REQUIREMENT: Convert all of the material below into a Markdown table with two columns, Row and Text. Put a running line number under Row and the line itself under Text, and skip any blank lines.
——————
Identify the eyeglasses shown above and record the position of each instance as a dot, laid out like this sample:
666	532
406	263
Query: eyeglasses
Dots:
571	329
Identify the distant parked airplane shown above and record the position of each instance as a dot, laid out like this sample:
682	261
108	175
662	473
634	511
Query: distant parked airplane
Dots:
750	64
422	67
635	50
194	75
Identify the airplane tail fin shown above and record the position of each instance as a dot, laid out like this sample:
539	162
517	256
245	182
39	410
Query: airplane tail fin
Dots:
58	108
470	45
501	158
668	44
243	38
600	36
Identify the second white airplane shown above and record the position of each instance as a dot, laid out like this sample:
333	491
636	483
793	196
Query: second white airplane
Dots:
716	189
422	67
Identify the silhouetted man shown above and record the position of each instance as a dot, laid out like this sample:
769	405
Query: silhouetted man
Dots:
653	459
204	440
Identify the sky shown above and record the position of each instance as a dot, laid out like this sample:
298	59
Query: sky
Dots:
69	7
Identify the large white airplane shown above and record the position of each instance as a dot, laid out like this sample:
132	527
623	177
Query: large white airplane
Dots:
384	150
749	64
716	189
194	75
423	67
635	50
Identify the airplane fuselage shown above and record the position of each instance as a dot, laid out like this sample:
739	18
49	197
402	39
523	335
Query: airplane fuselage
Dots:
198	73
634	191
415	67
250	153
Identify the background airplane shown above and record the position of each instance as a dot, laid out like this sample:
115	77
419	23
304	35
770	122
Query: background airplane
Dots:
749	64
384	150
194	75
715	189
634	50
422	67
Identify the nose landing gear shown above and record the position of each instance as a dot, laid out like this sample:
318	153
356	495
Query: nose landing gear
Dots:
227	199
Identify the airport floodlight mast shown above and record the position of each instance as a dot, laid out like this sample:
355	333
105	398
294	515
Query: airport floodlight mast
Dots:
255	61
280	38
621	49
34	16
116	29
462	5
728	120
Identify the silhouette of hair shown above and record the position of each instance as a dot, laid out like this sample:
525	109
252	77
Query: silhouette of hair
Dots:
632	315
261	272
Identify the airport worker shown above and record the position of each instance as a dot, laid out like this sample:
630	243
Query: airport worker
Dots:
——————
OUTPUT FOR THIS TASK:
| Row | Text |
|---|---|
| 1 | Identify the eyeglasses shown above and record the position of each instance as a dot, laid out like this sample: |
| 2 | 666	532 |
| 3 | 406	263 |
| 4 | Query: eyeglasses |
| 5 | Dots: |
| 6 | 571	329 |
| 7 | Identify the distant parked airplane shown above and record the position of each instance as a dot, laid out like this sample: |
| 8 | 682	261 |
| 9 | 108	175 |
| 10 | 662	473 |
| 11 | 634	511 |
| 12 | Query: distant parked airplane |
| 13 | Dots: |
| 14 | 750	64 |
| 15 | 422	67 |
| 16 | 635	50 |
| 17 | 194	75 |
| 18 | Identify the airplane tail fin shown above and record the position of each instance as a dot, laid out like this sample: |
| 19 | 539	162 |
| 20 | 517	256 |
| 21 | 245	182 |
| 22 | 39	410 |
| 23 | Query: airplane tail fin |
| 24 | Dots: |
| 25 | 58	108 |
| 26 | 470	45 |
| 27 | 501	158 |
| 28 | 668	44 |
| 29 | 243	38 |
| 30 | 600	36 |
| 31 | Identify the second white airplane shown above and record the position of each instance as a dot, laid out like this sample: |
| 32 | 333	491 |
| 33 | 636	483 |
| 34 | 793	196 |
| 35 | Query: second white airplane |
| 36 | Dots: |
| 37 | 716	189 |
| 38 | 422	67 |
| 39 | Identify the silhouetted man shown above and record the position of each instance as a dot, laid out like this sample: |
| 40 | 769	405 |
| 41 | Query: silhouetted man |
| 42 | Dots: |
| 43 | 653	459 |
| 44 | 204	440 |
| 45 | Identify the sky shown above and record the position of each instance as a dot, laid out like this sample: |
| 46 | 298	59 |
| 47 | Query: sky |
| 48 | Dots: |
| 49 | 69	7 |
| 50 | Identify the large white airplane shown above and record the position of each instance as a dot, laid out like this sample: |
| 51 | 132	527 |
| 52 | 623	177 |
| 53 | Query: large white airplane |
| 54 | Dots: |
| 55 | 384	150 |
| 56 | 749	64 |
| 57 | 716	189 |
| 58 | 194	75 |
| 59 | 423	67 |
| 60 | 635	50 |
| 61 | Identify the airplane fuselage shown above and record the position of each instance as a dot, laid out like this sample: |
| 62 | 739	18 |
| 63 | 49	197 |
| 64 | 402	39 |
| 65 | 523	335 |
| 66 | Query: airplane fuselage |
| 67 | Dots: |
| 68 | 198	73 |
| 69 | 634	191 |
| 70 | 415	67 |
| 71 | 250	153 |
| 72 | Identify the background airplane shown above and record the position of each instance as a dot, laid out like this sample: |
| 73 | 115	77 |
| 74 | 419	23 |
| 75 | 304	35 |
| 76 | 770	122 |
| 77 | Query: background airplane |
| 78 | Dots: |
| 79 | 749	64 |
| 80 | 384	150 |
| 81 | 194	75 |
| 82 | 715	189 |
| 83 | 634	50 |
| 84 | 422	67 |
| 85 | Identify the nose landing gear shown above and record the position of each instance as a dot, laid out like this sample: |
| 86 | 318	153 |
| 87 | 356	495 |
| 88 | Query: nose landing gear |
| 89 | Dots: |
| 90 | 227	199 |
| 91 | Identify the airport floodlight mast shown above and record the position of each instance as a dot, laid out like this sample: |
| 92 | 355	333 |
| 93 | 105	398 |
| 94 | 294	515 |
| 95 | Query: airport floodlight mast |
| 96 | Dots: |
| 97 | 255	61 |
| 98 | 280	38 |
| 99 | 621	49 |
| 100 | 34	16 |
| 101 | 116	29 |
| 102 | 462	5 |
| 103 | 728	120 |
| 104 | Identify the silhouette of hair shown above and record the position of each instance as a dot, laid out like this sample: |
| 105 | 525	109 |
| 106 | 252	77 |
| 107 | Query: silhouette of hair |
| 108 | Dots: |
| 109 | 632	315 |
| 110 | 261	272 |
| 111 | Identify the airport worker shown above and record the position of each instance as a dot, laid out like this sample: |
| 112 | 630	243 |
| 113 | Query: airport worker |
| 114 | Dots: |